**WORK REQUEST**
Would you restate the entries below word for word, leaving out the images?
==== STUDY MATERIAL ====
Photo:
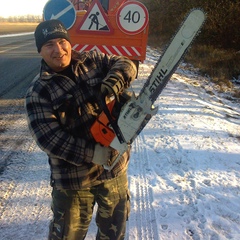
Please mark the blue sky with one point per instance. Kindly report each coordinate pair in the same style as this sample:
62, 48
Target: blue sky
21, 7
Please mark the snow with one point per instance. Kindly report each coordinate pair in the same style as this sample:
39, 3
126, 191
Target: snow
184, 170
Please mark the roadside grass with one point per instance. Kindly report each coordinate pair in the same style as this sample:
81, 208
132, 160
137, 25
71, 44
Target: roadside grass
10, 28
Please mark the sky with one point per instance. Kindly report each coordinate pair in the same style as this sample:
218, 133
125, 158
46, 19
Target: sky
21, 7
184, 170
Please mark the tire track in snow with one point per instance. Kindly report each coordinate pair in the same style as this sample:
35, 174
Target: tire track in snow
142, 212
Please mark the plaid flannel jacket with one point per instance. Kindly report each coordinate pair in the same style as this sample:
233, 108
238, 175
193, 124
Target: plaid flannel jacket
61, 110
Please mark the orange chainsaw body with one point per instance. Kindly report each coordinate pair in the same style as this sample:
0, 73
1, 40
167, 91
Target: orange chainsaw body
101, 129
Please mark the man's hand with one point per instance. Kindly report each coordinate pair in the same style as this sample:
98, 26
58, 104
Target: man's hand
101, 154
111, 86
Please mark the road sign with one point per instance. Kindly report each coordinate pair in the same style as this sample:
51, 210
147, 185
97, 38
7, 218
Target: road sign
132, 17
95, 20
62, 10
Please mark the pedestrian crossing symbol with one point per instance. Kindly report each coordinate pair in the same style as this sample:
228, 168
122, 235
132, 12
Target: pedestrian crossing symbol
95, 20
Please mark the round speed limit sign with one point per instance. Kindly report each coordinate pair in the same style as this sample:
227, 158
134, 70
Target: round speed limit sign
132, 17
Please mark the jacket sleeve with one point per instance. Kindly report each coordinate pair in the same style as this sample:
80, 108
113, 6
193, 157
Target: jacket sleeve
119, 68
47, 132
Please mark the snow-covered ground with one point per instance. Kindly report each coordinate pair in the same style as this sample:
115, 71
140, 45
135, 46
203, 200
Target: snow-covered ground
184, 172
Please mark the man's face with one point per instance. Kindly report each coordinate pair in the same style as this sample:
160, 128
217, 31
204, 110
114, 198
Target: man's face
57, 54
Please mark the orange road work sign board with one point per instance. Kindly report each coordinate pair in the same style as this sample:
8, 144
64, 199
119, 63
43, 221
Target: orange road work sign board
111, 26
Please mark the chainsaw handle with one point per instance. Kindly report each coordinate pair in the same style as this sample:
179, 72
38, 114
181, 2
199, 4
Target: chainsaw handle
113, 162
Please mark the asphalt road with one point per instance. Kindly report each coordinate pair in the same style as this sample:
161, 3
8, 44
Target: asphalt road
19, 64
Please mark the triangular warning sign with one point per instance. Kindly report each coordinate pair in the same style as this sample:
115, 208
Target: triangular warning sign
95, 20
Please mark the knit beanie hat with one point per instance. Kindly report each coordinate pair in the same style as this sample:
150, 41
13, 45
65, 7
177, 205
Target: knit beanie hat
48, 30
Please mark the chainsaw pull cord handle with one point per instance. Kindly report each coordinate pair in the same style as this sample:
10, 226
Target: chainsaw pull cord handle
113, 123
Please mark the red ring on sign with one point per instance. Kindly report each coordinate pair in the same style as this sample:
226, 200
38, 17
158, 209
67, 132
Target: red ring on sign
141, 28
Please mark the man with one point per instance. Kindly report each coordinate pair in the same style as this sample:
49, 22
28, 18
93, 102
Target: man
62, 103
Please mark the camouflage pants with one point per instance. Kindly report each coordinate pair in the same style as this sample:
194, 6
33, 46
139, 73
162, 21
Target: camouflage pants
72, 211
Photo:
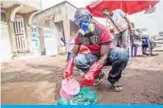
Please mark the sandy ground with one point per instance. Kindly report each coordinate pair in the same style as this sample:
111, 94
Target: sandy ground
37, 81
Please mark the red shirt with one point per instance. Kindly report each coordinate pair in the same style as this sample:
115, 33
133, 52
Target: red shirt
104, 36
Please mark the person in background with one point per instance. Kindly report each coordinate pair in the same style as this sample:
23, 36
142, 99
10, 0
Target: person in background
101, 52
118, 20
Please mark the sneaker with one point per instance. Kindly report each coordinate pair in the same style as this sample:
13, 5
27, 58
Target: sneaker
116, 86
99, 78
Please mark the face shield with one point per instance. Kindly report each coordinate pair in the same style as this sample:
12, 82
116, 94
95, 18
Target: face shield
83, 22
====
**ANSWER TO THE PROBLEM**
Photo:
Please mark the blue sky with one point per instance. Kindly report each coordinate pair in the same style as this sample:
62, 48
Target: blue sky
21, 7
Please mark the snow with one point per instance. Kindly report each coordinate pair in the same style as this sample:
39, 3
126, 191
Target: snow
184, 170
Please mark the roadside grass with one point per instance. Kindly report each coordinate pair in the same style as this sample:
81, 208
132, 160
137, 25
71, 44
Target: roadside grass
10, 28
Please mark the sky with one point per instance. Kindly report each coordinate pair in the same style as this sample:
218, 133
125, 158
46, 19
Target: sky
21, 7
184, 170
Please mark the tire track in snow with one point per instance. Kindly report each coordinate pair in the same style as this sample:
35, 174
Target: tire track in snow
142, 212
Please mark the plaid flannel jacket with one point per instance. Kindly report each coordinate pair in the same style as this sample:
233, 108
238, 175
193, 124
Target: plaid flannel jacket
61, 110
Please mark the orange chainsaw body with one point per instance. Kindly report each coordinate pair in the same style as this sample:
0, 73
1, 40
167, 91
Target: orange chainsaw body
101, 129
Please mark the man's hand with one point per instance. Kindly report each coordinate pair in the same style as this sample:
98, 26
58, 104
Target: man's hand
101, 154
111, 86
Please mark the road sign with one point per instance. Kindly report each coordinate pair in the same style as this sample:
51, 210
147, 185
97, 38
7, 218
Target: road sign
132, 17
95, 20
62, 10
Please mark the pedestrian crossing symbol with one point per instance. Kindly report each coordinate pair in the same style as this sample:
228, 168
122, 235
132, 12
Target: pedestrian crossing symbol
95, 20
Please mark the round speed limit sign with one point per instance. Kindly report each coordinate pair in the same style as this sample:
227, 158
134, 70
Target: round speed limit sign
132, 17
Please mark the jacket sleeve with one point per instance. Kindly report each coordinate pair in the same style as this sample:
80, 108
113, 6
193, 157
Target: jacket sleeve
119, 68
47, 132
Please mark the snow-covered ground with one point per instance. Kindly report each coordinate pair in the same style as this sample:
115, 71
140, 45
135, 46
203, 200
Target: snow-covered ground
184, 172
Please mark the man's face with one point per instance. Kindly report each coordinate pair in the same style as this sample:
160, 128
217, 31
204, 110
114, 198
Target: man's face
57, 54
Please mark the orange road work sign board with one point per instance. Kindly report each coordinate pair in the same style as this sample:
8, 144
64, 199
119, 63
43, 221
Target: orange road work sign board
111, 26
Please mark the chainsaw handle with one point per instance. Kindly report each coordinate pair in the same style as this sample:
179, 72
38, 114
181, 2
199, 4
Target: chainsaw handle
113, 162
Please mark the asphalt road with one point per instance. Kindly report each coordinate pair in the same style as this sample:
161, 3
8, 44
Target: asphalt road
19, 64
Please mark the triangular warning sign with one point per instance. Kindly report each coordinate pair in the same style as this sample:
115, 208
Target: triangular warning sign
95, 20
Please mark the knit beanie hat with one point per instance. Kindly report each coordinate pair in the same style as this sample:
150, 41
13, 45
65, 7
177, 205
Target: knit beanie hat
48, 30
Please mark the chainsaw pull cord handle with one point per instance. Kindly report each coordinate pair in the same style as this sample:
10, 226
Target: chainsaw pull cord handle
113, 123
Please mark the red ring on sign with one point per instance. Kindly report each coordinate pair in the same style as this sample:
226, 200
38, 17
158, 209
67, 132
Target: red ring on sign
141, 28
Please mark the man with one point per instance. Kindly report each coordinate pair in the same style as this sample:
49, 22
28, 18
93, 102
Target: man
62, 103
Please mark the camouflage pants with one point per instance. Kindly report each coordinate pair in the same style as this sample:
194, 6
33, 46
139, 73
162, 21
Target: camouflage pants
72, 211
Photo:
Please mark the sandy ground with one point per instance. Kindly report each coordinate pair in the same style as this sample:
111, 94
Target: sandy ground
37, 81
Please mark the red shirt with one point per instance. Kindly report each coordinate pair in the same style as this sample:
115, 33
133, 52
Target: red shirt
104, 36
Please mark the person in background with one point per instance. Kindly report each coordinate pair in the same style as this sample:
23, 36
142, 99
10, 0
Target: person in background
101, 52
118, 20
Please mark the sneaker with one point per instance. Kindly report each coordinate pair in the same style as this sample:
13, 5
27, 58
Target: sneaker
116, 86
99, 78
Please mark the face shield with one point per instance. Kindly report each coordinate pair in the same style as this sample:
12, 82
116, 94
95, 18
Target: face shield
83, 22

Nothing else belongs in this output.